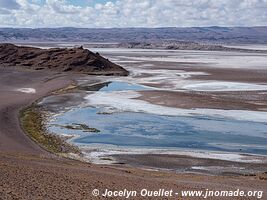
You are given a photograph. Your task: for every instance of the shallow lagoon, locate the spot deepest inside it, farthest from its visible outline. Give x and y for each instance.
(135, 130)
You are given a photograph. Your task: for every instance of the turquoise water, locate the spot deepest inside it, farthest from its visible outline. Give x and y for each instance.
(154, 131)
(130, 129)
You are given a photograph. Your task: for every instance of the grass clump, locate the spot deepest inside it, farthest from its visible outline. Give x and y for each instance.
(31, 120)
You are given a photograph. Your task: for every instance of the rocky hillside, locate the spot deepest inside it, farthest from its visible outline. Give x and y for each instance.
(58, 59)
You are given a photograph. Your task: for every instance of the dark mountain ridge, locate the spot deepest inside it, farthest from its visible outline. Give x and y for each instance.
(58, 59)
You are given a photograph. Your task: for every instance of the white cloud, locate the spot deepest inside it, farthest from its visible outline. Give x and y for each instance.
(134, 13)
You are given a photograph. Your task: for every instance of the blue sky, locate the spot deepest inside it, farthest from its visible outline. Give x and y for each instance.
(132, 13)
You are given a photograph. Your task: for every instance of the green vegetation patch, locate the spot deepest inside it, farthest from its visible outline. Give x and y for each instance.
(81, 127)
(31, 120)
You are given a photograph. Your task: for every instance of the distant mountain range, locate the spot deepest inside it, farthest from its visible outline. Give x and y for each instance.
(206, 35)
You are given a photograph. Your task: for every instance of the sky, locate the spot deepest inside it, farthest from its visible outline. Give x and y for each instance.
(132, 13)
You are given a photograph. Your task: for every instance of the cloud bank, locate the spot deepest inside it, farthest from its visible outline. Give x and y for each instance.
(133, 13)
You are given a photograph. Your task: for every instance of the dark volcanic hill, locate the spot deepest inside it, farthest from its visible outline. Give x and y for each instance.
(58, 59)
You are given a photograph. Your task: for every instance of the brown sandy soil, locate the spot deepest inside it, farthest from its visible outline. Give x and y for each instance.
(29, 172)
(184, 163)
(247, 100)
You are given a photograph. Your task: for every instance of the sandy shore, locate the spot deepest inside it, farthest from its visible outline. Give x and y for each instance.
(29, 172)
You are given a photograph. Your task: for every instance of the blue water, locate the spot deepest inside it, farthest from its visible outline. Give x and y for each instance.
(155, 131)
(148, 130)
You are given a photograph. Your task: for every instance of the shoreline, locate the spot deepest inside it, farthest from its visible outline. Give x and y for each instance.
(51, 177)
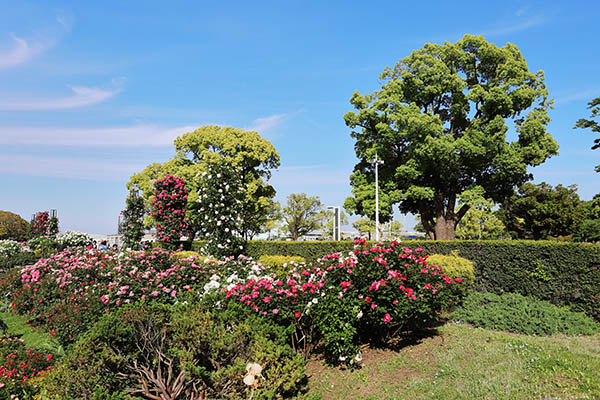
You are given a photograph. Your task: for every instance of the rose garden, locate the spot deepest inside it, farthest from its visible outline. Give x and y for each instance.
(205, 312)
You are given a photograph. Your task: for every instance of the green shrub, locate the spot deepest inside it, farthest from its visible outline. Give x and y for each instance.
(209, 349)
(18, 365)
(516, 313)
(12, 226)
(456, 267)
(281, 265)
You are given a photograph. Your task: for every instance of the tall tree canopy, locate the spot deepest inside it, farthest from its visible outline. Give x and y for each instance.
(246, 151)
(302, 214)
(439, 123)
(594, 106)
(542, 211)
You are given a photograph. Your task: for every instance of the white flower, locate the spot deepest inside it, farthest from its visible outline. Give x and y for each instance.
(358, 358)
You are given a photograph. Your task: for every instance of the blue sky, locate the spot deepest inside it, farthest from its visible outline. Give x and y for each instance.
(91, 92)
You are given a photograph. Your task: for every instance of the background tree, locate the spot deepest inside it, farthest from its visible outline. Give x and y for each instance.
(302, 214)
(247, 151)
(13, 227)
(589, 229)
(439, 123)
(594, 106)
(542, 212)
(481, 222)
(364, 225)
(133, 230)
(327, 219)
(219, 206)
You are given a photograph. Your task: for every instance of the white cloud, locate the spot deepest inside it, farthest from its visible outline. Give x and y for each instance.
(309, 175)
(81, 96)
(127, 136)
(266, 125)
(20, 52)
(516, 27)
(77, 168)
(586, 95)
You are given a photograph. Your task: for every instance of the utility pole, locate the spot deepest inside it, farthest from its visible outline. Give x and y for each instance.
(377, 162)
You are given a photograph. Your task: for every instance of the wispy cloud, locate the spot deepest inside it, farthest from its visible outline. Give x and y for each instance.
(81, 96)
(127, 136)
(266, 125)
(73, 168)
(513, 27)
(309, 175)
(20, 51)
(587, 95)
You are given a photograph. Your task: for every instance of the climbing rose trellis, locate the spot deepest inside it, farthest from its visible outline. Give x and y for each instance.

○ ○ ○ ○ ○ ○ ○

We ask that the entries above be copied exactly, with the pictures omitted.

You are given a photograph. Your task: for every instance of the shallow lagoon, locate the spot deepest inside it, farthest from its visible outline. Give x and y for each instance.
(135, 130)
You are given a photograph. Your task: for every instance of the turquoise water, locate the spot deepest inside it, farthest from its visible outline. Give x and y for each instance.
(154, 131)
(130, 129)
You are given a photograph. Your task: for every instance of the grass clump, locate the spot deepest inside it, farthest from its visible outline. Give x and y for each instance.
(31, 120)
You are given a photograph. Your task: for every instance of the rocky hillside, locate the spot deepest inside it, farthest from its visible outline. Give x and y for each instance.
(58, 59)
You are given a photograph. Your task: for every instance of the dark mountain ridge, locate the spot deepest inside it, farthest from its visible outline. Give x and y for each instance.
(58, 59)
You are given a photograph. Your task: for every instance of the white cloud, locate the spot deepest inside it, farthest from its visible outline. Give x and y for each instance.
(134, 13)
You are given a photograph. Your task: for every instance of the blue sky, locate the spot deepest inside it, farthest from its visible outline. Give x and y for each instance.
(132, 13)
You are given a photograph. Your task: for every instance of the green vegetation patch, locate the spot deepest inside it, farthest from its visible outline. Give x and y for each instance.
(81, 127)
(31, 120)
You are given a photograph. Your task: for every instance of the distant mountain range, locate the spot deepest inside it, farthest from its visible outline. Give x and y for each instance.
(206, 35)
You are given a photograph. Your task: for every instance of the sky, locate the spot deepest inside it, farthest from its visible outline. Give x and y for each instance.
(132, 13)
You are given a photograph. Your task: for every instance of the cloud bank, locate the spot deepest inside it, farthest from its visible outline. Give x and y for each instance.
(133, 13)
You are given a photograph. Your task: for every instance of the dark volcanic hill, locate the spot deepest inside it, farthest from its visible outline. Give x and y for each instance.
(58, 59)
You are given a photograph. Your task: for every instance of the brown sandy soil, locate the spot deepest inside it, farthest from its visible outline. Give x and y for each instance.
(29, 172)
(184, 163)
(247, 100)
You are given a photograph. Your task: for every instance of the sandy shore, locate the spot deepest inside it, farthest from its visible outline. Give x and y for each instance.
(29, 172)
You are given a photograph. Your task: for every instance of the blue water, locate the spot deepest inside it, farthest from its visible outline. Give x and y for each instance.
(155, 131)
(148, 130)
You are given a photograph. Your task: for every instance of the shoreline, locate the spot deepest inside it, farthest from its visible outline. Give x and y for each instance.
(51, 177)
You are given a photograph. Your task: for every instance of the rose garden, locate the spot deepest inside it, farthest from its visible outline. Give x and y for each instance.
(205, 312)
You are given a photograph. Your task: for every instance of the green shrub, locate the spot deepest inside it, farthest from its visible outline. Give x and y for each instance.
(209, 349)
(18, 365)
(516, 313)
(12, 226)
(456, 267)
(281, 265)
You are given a photograph. Your task: for every instance of the tall tree canopy, locate the spot deepest inside it, farthest from its visible outline. Give x and y for each instance.
(246, 151)
(302, 214)
(439, 123)
(594, 106)
(542, 211)
You are given a photograph. Your task: for every instance of the white flower, locate the spot deepest inside it, farthest from its visible outline. Give x and y for each instance.
(358, 358)
You are given a photograph. Your task: for every instance of the blue sky, locate the spot deepest inside it, farthest from its visible outline. Give x and y for each instance.
(91, 92)
You are given a photograph. Your task: for every instance of the background tree, locate the spot deepest inside it, farthest from its visible outline. Give x and y for each instance.
(302, 214)
(247, 151)
(13, 227)
(589, 229)
(439, 123)
(594, 106)
(542, 212)
(481, 222)
(364, 225)
(133, 230)
(327, 219)
(219, 206)
You are given a photograph. Your task: for every instance of the white cloud, locate the spot deepest inside it, farthest from its visible outline. Give x and y for each instance.
(309, 175)
(81, 96)
(127, 136)
(266, 125)
(20, 52)
(516, 27)
(77, 168)
(586, 95)
You are given a photograph. Your task: for every instance of the utility pole, locate the spot deepest inside it, farthest from its visible outline. Give x and y for each instance.
(377, 162)
You are given a photograph. Your task: for every instance of the wispy cloud, locate the spot deepest inside it, farthest from its visible outline. Give x and y for each instance.
(81, 96)
(127, 136)
(266, 125)
(73, 168)
(513, 27)
(309, 175)
(20, 51)
(587, 95)
You are given a photograph. Your task: for every instance of the climbing rose trellis, locate the spot deepest inside it, farthest from its visible outline. Give x and y for each instance.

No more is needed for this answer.